Task: Exact repetition, please: start with the line where "Target: black frying pan" appears and stop after the final line of the records.

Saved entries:
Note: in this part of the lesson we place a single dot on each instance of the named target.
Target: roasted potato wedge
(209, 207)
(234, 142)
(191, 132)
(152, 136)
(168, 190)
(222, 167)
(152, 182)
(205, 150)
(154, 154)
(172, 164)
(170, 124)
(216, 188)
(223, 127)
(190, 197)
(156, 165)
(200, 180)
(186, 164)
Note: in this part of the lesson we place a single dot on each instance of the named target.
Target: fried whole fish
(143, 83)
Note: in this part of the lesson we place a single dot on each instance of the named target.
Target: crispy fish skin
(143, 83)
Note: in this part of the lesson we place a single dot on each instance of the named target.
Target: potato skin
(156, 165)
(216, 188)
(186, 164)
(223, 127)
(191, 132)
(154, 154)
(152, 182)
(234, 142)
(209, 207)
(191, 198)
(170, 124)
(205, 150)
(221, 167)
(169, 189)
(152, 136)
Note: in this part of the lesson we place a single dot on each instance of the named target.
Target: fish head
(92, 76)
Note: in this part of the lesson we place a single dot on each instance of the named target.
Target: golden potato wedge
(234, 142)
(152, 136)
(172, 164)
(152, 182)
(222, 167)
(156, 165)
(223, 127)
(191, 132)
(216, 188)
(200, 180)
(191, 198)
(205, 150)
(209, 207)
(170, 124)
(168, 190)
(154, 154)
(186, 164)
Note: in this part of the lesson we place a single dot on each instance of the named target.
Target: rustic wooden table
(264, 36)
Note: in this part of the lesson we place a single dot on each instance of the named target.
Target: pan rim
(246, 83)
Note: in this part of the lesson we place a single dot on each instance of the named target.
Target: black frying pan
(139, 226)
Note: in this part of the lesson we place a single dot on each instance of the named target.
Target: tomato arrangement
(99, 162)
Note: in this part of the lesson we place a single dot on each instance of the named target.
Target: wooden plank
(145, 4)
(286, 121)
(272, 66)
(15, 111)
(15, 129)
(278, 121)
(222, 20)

Answer to this problem:
Target: black frying pan
(139, 226)
Note: in this part of the lesson we place a single dot on each instance of the named target.
Target: tomato arrangement
(99, 162)
Note: in this part of the lesson we place a single dot on each instance of the named target.
Target: wooden plank
(145, 4)
(286, 121)
(272, 66)
(15, 111)
(15, 129)
(278, 121)
(222, 20)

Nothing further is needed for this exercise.